## WHAT YOU WILL DO:
Find "Class, indicate each instance of the sand patch" in the data, then restate the line it sits in and every later line word for word, ending with the last line.

___ PROVIDED INFORMATION ___

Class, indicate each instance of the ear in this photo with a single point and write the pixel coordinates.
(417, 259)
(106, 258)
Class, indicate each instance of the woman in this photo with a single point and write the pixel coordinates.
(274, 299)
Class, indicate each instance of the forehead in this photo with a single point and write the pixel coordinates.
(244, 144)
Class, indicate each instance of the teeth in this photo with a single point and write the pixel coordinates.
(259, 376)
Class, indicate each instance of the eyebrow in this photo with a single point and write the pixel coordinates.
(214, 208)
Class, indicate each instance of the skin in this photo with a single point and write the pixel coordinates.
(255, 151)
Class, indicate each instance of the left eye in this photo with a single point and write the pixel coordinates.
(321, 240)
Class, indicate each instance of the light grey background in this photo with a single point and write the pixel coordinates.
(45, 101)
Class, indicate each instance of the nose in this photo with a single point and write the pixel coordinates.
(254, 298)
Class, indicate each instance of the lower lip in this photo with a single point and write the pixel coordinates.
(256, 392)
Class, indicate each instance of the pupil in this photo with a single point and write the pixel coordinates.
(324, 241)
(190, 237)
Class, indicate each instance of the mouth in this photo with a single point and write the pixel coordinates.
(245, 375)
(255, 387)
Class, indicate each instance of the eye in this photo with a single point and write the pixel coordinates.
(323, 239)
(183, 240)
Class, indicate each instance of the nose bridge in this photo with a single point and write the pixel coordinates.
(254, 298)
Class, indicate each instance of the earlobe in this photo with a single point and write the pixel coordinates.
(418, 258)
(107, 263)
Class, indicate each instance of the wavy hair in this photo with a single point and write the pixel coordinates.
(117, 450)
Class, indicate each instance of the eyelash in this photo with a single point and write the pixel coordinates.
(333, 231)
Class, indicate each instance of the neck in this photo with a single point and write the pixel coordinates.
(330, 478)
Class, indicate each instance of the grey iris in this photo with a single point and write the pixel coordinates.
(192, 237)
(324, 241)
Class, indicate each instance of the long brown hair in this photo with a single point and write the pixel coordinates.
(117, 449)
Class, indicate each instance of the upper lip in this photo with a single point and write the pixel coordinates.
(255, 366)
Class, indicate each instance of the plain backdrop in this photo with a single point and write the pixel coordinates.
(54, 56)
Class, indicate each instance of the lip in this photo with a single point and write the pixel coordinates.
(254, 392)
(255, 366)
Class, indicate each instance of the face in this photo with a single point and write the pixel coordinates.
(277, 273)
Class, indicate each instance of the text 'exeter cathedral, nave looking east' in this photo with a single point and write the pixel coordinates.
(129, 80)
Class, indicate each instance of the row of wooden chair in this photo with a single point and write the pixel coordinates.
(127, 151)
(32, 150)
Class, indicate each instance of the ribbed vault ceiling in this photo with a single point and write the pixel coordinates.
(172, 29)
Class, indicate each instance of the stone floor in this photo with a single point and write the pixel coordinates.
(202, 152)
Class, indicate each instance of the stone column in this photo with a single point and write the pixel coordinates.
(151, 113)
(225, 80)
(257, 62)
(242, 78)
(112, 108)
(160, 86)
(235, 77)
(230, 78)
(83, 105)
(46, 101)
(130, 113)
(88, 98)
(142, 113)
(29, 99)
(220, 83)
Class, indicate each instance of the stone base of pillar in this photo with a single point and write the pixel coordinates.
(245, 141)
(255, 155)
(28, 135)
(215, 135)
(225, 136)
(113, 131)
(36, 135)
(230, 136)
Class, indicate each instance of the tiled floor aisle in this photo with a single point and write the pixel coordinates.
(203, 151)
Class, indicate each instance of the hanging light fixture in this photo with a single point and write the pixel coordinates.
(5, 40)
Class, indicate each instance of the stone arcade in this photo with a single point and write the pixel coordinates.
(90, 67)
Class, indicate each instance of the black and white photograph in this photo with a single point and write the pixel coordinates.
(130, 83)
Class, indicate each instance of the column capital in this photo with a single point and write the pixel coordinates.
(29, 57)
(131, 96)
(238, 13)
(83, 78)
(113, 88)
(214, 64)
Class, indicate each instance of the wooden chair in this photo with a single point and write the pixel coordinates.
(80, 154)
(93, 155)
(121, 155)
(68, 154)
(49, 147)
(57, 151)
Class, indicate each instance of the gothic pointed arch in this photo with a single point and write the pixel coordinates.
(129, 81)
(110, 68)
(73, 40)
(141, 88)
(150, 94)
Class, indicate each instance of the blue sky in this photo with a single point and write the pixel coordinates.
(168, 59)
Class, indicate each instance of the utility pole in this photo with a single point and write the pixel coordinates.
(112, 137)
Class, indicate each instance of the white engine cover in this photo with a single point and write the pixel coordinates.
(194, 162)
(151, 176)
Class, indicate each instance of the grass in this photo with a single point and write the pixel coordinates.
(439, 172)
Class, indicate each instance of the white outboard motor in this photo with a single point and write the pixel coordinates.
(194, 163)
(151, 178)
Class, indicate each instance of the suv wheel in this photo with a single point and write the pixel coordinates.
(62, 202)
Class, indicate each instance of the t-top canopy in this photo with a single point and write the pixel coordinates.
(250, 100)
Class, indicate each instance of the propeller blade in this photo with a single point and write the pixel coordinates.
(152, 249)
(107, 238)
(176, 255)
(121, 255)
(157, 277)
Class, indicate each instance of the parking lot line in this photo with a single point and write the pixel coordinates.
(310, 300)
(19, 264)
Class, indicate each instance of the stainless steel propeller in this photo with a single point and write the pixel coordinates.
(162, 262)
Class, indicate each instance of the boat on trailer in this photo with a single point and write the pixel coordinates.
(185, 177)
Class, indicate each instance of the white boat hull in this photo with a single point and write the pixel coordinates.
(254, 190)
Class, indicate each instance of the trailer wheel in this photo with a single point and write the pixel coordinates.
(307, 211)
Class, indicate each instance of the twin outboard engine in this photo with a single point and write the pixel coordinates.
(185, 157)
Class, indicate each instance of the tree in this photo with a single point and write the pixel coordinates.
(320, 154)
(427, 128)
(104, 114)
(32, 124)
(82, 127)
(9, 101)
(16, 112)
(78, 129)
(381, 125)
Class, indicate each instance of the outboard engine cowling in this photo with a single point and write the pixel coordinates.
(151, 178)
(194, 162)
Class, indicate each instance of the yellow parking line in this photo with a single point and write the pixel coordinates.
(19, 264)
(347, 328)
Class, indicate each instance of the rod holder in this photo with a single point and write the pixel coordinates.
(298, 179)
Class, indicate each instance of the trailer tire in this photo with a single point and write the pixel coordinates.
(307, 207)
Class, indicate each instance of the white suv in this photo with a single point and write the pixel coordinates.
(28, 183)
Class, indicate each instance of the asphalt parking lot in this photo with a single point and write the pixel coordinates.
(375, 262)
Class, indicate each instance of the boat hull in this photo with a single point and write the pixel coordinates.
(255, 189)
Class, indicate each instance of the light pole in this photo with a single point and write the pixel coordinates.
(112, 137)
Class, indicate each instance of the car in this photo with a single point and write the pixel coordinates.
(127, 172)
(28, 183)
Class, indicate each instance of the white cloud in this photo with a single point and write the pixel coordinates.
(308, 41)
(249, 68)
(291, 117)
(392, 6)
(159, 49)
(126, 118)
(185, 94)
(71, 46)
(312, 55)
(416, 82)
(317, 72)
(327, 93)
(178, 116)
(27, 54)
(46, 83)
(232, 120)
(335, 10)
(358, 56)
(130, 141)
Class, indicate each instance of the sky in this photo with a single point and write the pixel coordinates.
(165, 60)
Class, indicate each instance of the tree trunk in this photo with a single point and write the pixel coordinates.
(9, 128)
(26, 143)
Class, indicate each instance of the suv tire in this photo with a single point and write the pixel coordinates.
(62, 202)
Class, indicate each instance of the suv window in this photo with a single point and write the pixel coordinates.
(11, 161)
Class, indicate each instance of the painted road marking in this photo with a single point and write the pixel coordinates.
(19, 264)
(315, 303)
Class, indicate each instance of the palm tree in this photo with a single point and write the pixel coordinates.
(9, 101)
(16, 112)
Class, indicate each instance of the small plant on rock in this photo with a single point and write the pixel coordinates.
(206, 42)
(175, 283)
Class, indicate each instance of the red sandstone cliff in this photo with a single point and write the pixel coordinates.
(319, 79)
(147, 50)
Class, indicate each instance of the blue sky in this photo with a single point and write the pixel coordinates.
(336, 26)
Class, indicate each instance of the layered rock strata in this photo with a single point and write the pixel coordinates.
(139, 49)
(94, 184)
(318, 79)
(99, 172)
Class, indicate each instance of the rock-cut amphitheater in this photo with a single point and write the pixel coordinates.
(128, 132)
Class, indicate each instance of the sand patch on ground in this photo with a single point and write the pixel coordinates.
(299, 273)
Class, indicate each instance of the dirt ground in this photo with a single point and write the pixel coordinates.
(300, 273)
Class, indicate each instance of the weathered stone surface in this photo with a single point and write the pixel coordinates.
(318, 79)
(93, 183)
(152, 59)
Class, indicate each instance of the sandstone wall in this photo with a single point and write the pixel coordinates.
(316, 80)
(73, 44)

___

## ANSWER FOR THIS EXERCISE:
Class, indicate each instance of the sand patch on ground in this photo with a single point and write the pixel coordinates.
(299, 273)
Class, indicate each instance of the dirt ground in this photo with a single point and write the pixel coordinates.
(300, 273)
Class, indicate each instance of the weathered stone surface in this photo with a single point and write the pixel coordinates.
(318, 79)
(93, 183)
(152, 59)
Class, indicate each instance of the sandstone wall in this photo with a single point and write the pixel coordinates.
(316, 80)
(73, 44)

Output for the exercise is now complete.